Convert the lines below into a Markdown table with the columns "Row" and "Text", giving each line its row number and omitting any blank lines.

● ● ● ● ●

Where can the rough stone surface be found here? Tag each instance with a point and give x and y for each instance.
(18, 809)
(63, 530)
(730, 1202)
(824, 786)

● ● ● ● ●

RESULT FOR THIS EXERCISE —
| Row | Text |
|---|---|
| 1 | Where can the rough stone surface be found here? Tag each instance with a point and give x and y for each instance. |
| 2 | (18, 809) |
| 3 | (63, 530) |
| 4 | (730, 1202) |
| 5 | (824, 786) |